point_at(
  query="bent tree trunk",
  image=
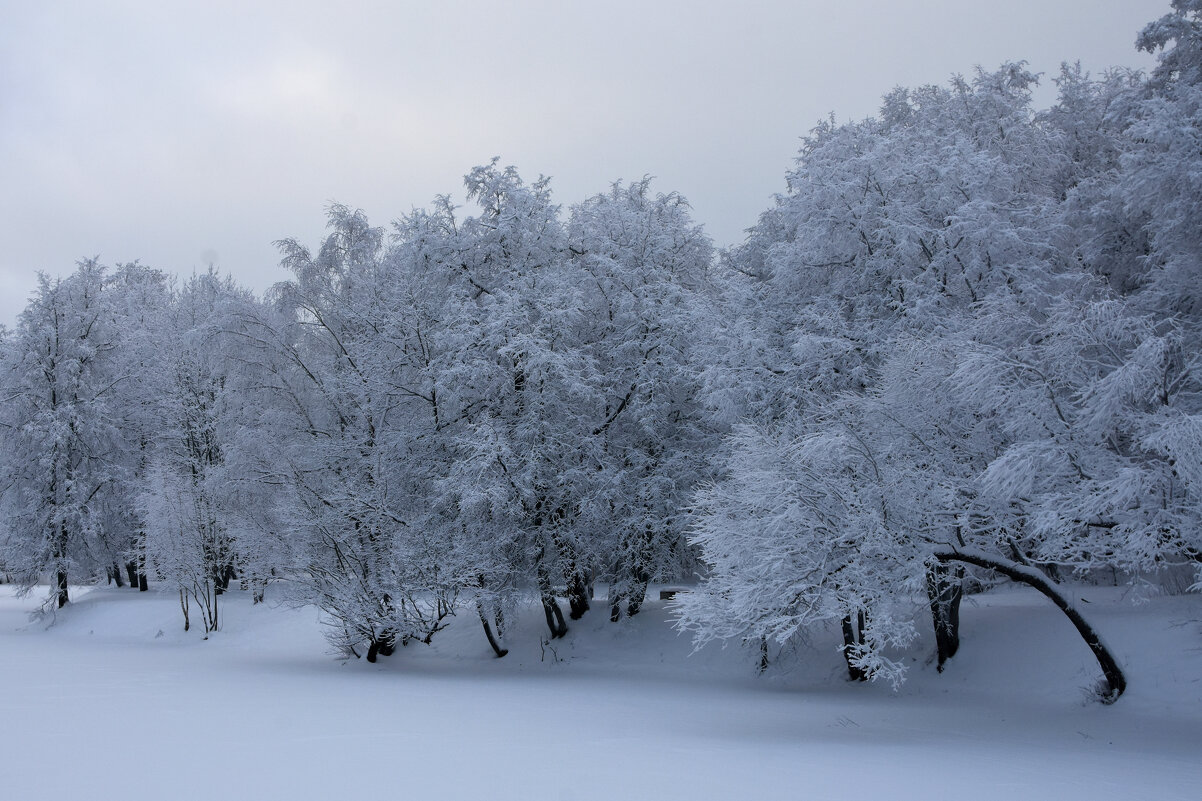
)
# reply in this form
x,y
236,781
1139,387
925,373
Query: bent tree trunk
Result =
x,y
1113,675
945,589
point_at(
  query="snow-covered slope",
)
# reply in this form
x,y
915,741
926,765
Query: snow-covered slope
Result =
x,y
109,698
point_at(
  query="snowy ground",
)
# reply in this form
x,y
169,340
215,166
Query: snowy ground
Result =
x,y
111,699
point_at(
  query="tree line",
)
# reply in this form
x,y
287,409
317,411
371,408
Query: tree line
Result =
x,y
964,339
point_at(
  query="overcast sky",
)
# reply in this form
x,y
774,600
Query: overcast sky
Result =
x,y
183,134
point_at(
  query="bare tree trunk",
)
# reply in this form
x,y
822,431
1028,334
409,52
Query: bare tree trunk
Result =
x,y
549,605
61,580
945,591
852,641
1116,682
488,633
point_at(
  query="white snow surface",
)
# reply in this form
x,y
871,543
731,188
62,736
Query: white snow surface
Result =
x,y
111,699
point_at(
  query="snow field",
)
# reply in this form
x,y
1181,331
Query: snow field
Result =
x,y
99,704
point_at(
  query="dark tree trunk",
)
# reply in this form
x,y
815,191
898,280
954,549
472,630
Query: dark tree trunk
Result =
x,y
852,641
1116,682
488,633
221,579
945,591
577,594
554,616
384,645
637,595
549,605
61,579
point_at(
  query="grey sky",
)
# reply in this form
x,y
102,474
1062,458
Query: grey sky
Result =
x,y
185,132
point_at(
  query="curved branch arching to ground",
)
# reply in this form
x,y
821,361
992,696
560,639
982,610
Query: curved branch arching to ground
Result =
x,y
1113,675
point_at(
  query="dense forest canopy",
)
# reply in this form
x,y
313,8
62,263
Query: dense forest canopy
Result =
x,y
964,342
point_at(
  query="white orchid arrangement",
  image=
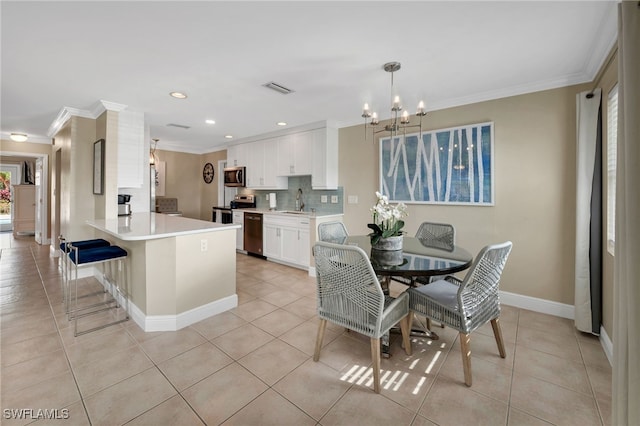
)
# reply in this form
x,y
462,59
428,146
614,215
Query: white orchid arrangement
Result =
x,y
387,219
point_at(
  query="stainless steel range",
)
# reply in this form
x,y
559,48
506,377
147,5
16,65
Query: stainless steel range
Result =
x,y
240,201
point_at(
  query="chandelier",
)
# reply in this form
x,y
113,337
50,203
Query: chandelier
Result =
x,y
399,121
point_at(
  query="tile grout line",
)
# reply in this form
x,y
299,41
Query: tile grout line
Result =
x,y
64,347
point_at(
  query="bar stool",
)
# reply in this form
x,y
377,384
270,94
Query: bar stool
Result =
x,y
64,259
106,256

━━━━━━━━━━━━━━━━━━━━━━━━━━━━━━

Direction =
Collect every line of the records above that contains the string "canopy", treating case as significant.

Complete response =
  query="dense forest canopy",
Query: dense forest canopy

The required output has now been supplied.